▶ _Problem statement_
Every word of every entry must be retyped exactly.

[Records from a data source]
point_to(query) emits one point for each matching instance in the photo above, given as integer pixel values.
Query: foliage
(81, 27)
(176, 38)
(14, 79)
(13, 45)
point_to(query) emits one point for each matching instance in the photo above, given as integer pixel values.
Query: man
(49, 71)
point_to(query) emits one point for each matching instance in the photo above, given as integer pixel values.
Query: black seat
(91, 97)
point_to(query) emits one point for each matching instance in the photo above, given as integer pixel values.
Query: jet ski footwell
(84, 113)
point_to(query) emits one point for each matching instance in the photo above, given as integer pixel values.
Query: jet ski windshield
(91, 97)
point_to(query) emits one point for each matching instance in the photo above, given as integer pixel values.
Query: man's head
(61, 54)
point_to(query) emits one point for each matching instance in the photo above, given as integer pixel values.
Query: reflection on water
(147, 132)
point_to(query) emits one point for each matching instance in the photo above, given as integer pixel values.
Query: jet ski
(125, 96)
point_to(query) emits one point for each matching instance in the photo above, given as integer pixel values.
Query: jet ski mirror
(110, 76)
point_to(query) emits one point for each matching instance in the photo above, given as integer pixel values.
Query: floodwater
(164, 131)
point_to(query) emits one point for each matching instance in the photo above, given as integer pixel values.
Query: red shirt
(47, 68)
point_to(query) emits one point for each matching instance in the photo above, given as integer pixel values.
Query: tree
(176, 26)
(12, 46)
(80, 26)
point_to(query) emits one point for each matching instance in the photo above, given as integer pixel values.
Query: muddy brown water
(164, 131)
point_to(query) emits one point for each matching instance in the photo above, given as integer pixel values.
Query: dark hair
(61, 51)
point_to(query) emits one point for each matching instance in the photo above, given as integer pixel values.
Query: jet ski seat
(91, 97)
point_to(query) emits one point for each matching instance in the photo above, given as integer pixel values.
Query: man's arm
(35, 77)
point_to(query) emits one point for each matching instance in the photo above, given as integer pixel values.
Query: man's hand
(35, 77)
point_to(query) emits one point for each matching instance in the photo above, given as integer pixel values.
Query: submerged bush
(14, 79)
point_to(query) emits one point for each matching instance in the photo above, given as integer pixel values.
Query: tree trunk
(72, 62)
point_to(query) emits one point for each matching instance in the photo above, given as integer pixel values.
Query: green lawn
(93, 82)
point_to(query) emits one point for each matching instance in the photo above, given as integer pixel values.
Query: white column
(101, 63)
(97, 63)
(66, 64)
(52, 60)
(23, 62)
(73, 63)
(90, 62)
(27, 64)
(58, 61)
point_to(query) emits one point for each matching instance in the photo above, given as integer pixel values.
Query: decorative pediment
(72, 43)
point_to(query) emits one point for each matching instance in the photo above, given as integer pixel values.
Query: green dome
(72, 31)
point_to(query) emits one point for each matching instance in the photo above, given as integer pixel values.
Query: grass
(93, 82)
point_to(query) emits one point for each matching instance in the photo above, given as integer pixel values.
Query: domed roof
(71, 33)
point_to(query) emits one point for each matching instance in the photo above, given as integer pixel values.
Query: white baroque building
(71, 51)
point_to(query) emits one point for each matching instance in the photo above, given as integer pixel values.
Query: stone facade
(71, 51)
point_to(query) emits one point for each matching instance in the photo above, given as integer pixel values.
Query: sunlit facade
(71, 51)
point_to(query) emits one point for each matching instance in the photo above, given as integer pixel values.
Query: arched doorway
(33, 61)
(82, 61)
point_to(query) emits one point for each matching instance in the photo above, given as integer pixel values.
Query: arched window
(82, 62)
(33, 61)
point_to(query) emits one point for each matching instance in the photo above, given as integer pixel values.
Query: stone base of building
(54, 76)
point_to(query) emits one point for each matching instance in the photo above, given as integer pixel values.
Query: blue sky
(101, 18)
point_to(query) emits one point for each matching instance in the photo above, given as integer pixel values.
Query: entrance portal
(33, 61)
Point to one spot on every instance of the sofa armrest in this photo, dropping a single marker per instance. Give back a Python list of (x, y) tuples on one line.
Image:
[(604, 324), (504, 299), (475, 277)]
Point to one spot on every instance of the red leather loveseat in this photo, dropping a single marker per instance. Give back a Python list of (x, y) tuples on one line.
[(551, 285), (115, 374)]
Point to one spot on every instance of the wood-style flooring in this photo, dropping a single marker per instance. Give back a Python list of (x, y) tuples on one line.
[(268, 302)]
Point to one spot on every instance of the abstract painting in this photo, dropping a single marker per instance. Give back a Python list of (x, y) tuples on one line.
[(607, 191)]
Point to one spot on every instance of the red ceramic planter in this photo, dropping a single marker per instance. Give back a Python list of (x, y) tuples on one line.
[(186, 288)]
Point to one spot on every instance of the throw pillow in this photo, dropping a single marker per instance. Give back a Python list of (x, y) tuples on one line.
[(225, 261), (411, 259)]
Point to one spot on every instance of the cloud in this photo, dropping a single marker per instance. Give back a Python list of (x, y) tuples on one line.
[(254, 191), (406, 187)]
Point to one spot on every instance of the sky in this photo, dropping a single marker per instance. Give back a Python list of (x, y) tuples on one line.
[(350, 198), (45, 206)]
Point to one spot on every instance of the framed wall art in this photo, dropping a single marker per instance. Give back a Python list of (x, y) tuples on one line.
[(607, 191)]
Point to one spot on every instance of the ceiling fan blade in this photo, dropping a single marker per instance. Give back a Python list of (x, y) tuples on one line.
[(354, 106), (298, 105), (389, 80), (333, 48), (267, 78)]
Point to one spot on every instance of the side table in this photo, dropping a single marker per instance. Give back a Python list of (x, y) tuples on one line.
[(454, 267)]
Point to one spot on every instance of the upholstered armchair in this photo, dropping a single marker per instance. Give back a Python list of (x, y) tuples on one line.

▶ _Response area_
point_to(query) emits one point for each matching instance in the photo above, given as integer pixel values.
Query: foliage
(81, 27)
(176, 38)
(14, 79)
(13, 45)
point_to(query) emits one point for each matching instance in the photo above, given as integer pixel values.
Query: man
(49, 71)
point_to(query) emits one point for each matching instance in the photo above, given as integer pixel values.
Query: black seat
(91, 97)
point_to(query) emits one point for each matching instance in the photo above, given as integer pixel values.
Query: jet ski footwell
(84, 113)
point_to(query) emits one point for each matching instance in the photo above, given as integer pixel values.
Query: jet ski windshield
(91, 97)
point_to(query) emits one point for each matching instance in the photo above, given as integer pixel values.
Query: man's head
(61, 54)
point_to(query) emits one point for each matching instance in the photo above, given as integer pixel values.
Query: reflection on water
(147, 132)
point_to(query) emits one point for each matching instance in the photo above, given as integer pixel values.
Query: jet ski
(125, 96)
point_to(query) emits one point for each matching instance in the photo above, given as integer pixel values.
Query: jet ski mirror
(110, 76)
point_to(query) emits one point for each matching instance in the photo above, given as integer pixel values.
Query: floodwater
(164, 131)
point_to(query) emits one point for each matching instance in the photo above, given as integer pixel values.
Query: red shirt
(47, 68)
point_to(query) emits one point for each matching instance in the photo above, given as integer pixel values.
Query: tree
(176, 26)
(12, 46)
(80, 26)
point_to(query) emits one point for each matching instance in the photo above, given as integer pixel values.
Query: muddy brown water
(164, 131)
point_to(query) emits one point for each matching instance in the photo above, given as integer pixel values.
Query: dark hair
(61, 51)
point_to(query) emits one point for each matching instance in the photo above, given as integer pixel values.
Query: jet ski seat
(91, 97)
point_to(query) emits one point for each matching instance in the photo above, given as integer pixel values.
Query: man's arm
(35, 77)
point_to(query) emits one point for each matching instance in the photo above, given as integer pixel values.
Query: man's hand
(35, 77)
point_to(query) emits one point for each matching instance in the photo above, given as integer pixel values.
Query: submerged bush
(14, 79)
point_to(query) emits one point for each matching instance in the photo above, given as integer pixel values.
Query: tree trunk
(72, 62)
point_to(query) emits one point for each matching instance in the photo above, given as integer pixel values.
Query: green lawn
(93, 82)
point_to(query) emits one point for each matching instance in the photo above, given as integer pixel values.
Query: white column
(101, 63)
(97, 63)
(66, 64)
(52, 60)
(23, 62)
(73, 63)
(90, 62)
(27, 64)
(58, 61)
point_to(query) emits one point for each matching instance in the photo above, given as integer pixel values.
Query: decorative pediment
(72, 43)
point_to(query) emits one point for each matching instance in the photo above, given as integer pixel values.
Query: green dome
(72, 31)
point_to(query) emits one point for each matching instance in the photo above, given as integer pixel values.
Query: grass
(93, 82)
point_to(query) emits one point for each matching instance in the photo above, given as integer pixel values.
Query: domed roof
(71, 33)
point_to(query) emits one point for each matching instance in the photo above, given as integer pixel values.
Query: white baroque building
(71, 51)
point_to(query) emits one point for each matching instance in the photo above, given as integer pixel values.
Query: stone facade
(71, 51)
point_to(query) emits one point for each matching instance in the photo above, given as integer pixel values.
Query: sunlit facade
(71, 51)
point_to(query) emits one point for each matching instance in the photo above, given as integer pixel values.
Query: arched doorway
(33, 61)
(82, 61)
point_to(query) emits one point for each matching instance in the photo above, given as integer pixel values.
Query: arched window
(82, 62)
(33, 61)
point_to(query) emits one point for each matching instance in the photo above, given as integer pixel values.
Query: stone base of building
(54, 76)
point_to(query) emits one point for each matching instance in the photo above, given as integer pixel values.
Query: blue sky
(101, 18)
point_to(query) emits one point for each matching instance in the photo above, given as integer pixel values.
Query: entrance portal
(33, 61)
Point to one spot on every instance of the sofa armrest in this photo, dropping a single marker per instance. Give back a Python list of (x, y) tuples on one line.
Image:
[(604, 324), (504, 299), (475, 277)]
Point to one spot on every instance of the red leather loveseat in this photo, dropping a single marker per instance. Give back a Python list of (x, y) tuples on one line.
[(551, 285), (115, 374)]
Point to one spot on every instance of the wood-style flooring in this photo, dropping a single marker per instance. Give back a Python list of (x, y) tuples on one line.
[(268, 302)]
Point to one spot on every instance of the abstract painting in this photo, dropping a single marker per instance. Give back a Python list of (x, y) tuples on one line.
[(607, 191)]
Point to one spot on every instance of the red ceramic planter in this photo, dropping a single marker per instance. Give back a Python list of (x, y) tuples on one line.
[(186, 288)]
Point to one spot on every instance of the throw pillow in this photo, dropping a single marker per instance. Give back a Python list of (x, y) tuples on one line.
[(225, 261), (411, 259)]
Point to one spot on every instance of the cloud in this photo, dropping a single marker per instance. Give back a Python list of (x, y) tuples on one line.
[(254, 191), (406, 187)]
Point to one spot on every instance of the sky in this photo, dropping a single marker per instance. Give back a Python list of (x, y) tuples on one line.
[(350, 198), (45, 206)]
Point to one spot on every instance of the framed wall art in this photo, dropping a single marker per instance. Give back a Python list of (x, y) tuples on one line.
[(607, 191)]
Point to one spot on every instance of the ceiling fan blade in this photo, dropping a single marker per instance. Give back a Python list of (x, y) tuples on one line.
[(354, 106), (298, 105), (389, 80), (333, 48), (267, 78)]
Point to one spot on every instance of the side table in this photo, dropping a single marker per instance. Give back a Python list of (x, y) tuples on one line.
[(454, 267)]
Point to one spot on every instance of the upholstered armchair in this photo, dropping a single marker per instance. Give back a Python list of (x, y) tuples on one line.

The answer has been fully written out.